- Stated problem 1:
In the forum thread about sublimation printers, what price does one reply give for the Epson C88?

[start Document passage]

# any HP printers that can take dye sublimation ink?



## jas

*Re: Targeting local customers and in person transactions: is it worth having an ecommerce site?*

Hi guys! i'm battling with getting the epson c88 (c88+) printer. Are there any other options (esp. HP printers) that can take the sublimation ink?


----------



## debz1959

I don't think so....

But the C88 is only about $75! And pre-filled cartridges are only sold for the epsons.


----------



## charles95405

Only epson printers...c88+, 1280, 1400, 1800, 4800 do sublimation inks. I used a c80 for a couple of years and it worked well...I now use a 1400 with bulk artainium system.
I think some use laser jets with special toners but I have no experience with them nor do I know the cost factors


----------



## BigBear

*Re: Targeting local customers and in person transactions: is it worth having an ecommerce site?*



jas said:


> Hi guys! i'm battling with getting the epson c88 (c88+) printer. Are there any other options (esp. HP printers) that can take the sublimation ink?


Greetings,

The specific Epson printers mentioned in a previous post are the only suitable desktop printers. HP, specifically, will not work.

You could work with a dealer that would send you the printer also, but it will have to be 110v (I don't remember if Ghana is 220v or 110v). That still shouldn't present a problem, because you can use a step-down transformer, if needed.

If you decide to begin, get as much as you can afford on the same shipment (especially sublimation paper). Freight is bad enough as it is, without buying a few hundred sheets of paper for small reorders.

No matter, freight will still probably give you "sticker shock". You might consider contacting a freight forwarder (Miami, FL) is full of them and you might save a bit of money.

Plan on buying a bulk ink system. Considering freight, cartridges are just not practical.

In selecting an ink vendor, plan on communicating with them enough to get a feel for their attitudes. Everyone needs help and support from time to time and some problems can only be solved by your supplier.

One last tip. Be very focused on what you are wanting to produce and line up reliable sources. This will be critical to your success.

I have one customer in Ghana and I think he has to import everything that he sublimates except for some polyester items that he has made locally.

Good Luck!


----------



## Bringselpup

Someone does make a system for HP laserjets, if I remember correctly it was 4000 series I think but the problem with HP is the way the image gets put onto the paper. They use some sort of magnetic process and it is unsuitable for anything but things like awards plaques. The quality is in no way good enough for textile.


----------



## BigBear

Bringselpup said:


> Someone does make a system for HP laserjets, if I remember correctly it was 4000 series I think but the problem with HP is the way the image gets put onto the paper. They use some sort of magnetic process and it is unsuitable for anything but things like awards plaques. The quality is in no way good enough for textile.


You are correct, although cartridges are made for many HP printers, in addition to the HP 4000 and 4050.

Those type of cartridges (using magnetic toner) are extensively used in the Awards business because of it's ability to produce very deep opaque blacks (or color in the case of the HP 4500/4550) on the gold and silver metal used in the business.

The very properties that make them superior for gold and silver metal decorating, make them very difficult to use on anything white. We always suggest sublimation inks for "whites".


----------



## BCGal

hi, Could please update a list of which would work now. Having a hard time finding affordable as an artistcreative but entering sub as a hobbyest. There are so many printers out there. Inboxing with any suggestions would be an awesome help. Thanks.


----------

[end Document passage]
[start Task data]

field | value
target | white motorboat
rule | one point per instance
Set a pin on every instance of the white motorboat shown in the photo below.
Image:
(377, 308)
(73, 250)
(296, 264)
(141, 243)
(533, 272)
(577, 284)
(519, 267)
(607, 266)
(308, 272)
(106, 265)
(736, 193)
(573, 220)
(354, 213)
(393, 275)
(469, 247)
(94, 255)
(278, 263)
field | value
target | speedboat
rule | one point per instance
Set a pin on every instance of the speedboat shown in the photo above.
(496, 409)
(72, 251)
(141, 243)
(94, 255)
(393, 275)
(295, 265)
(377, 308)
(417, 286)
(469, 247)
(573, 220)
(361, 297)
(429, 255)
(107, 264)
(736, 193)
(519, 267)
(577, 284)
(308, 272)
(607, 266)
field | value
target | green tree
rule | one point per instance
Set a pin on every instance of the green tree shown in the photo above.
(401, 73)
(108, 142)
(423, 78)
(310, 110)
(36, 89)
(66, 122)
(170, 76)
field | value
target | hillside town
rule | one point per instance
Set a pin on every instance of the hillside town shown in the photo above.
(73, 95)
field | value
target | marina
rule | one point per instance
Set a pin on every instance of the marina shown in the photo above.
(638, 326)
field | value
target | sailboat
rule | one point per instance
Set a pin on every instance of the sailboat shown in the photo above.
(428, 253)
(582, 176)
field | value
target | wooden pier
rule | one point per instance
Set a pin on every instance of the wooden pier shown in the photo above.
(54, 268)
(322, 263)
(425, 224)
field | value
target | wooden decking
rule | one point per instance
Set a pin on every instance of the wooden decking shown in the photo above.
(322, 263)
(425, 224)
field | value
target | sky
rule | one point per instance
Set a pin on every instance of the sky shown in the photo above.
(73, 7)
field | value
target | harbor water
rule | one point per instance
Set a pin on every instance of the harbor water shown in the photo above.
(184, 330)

[end Task data]

- Stated problem 2:
Pull out every line of the listing that contains the word "white".

- Expected answer 1:
About $75.

- Expected answer 2:
target | white motorboat
Set a pin on every instance of the white motorboat shown in the photo below.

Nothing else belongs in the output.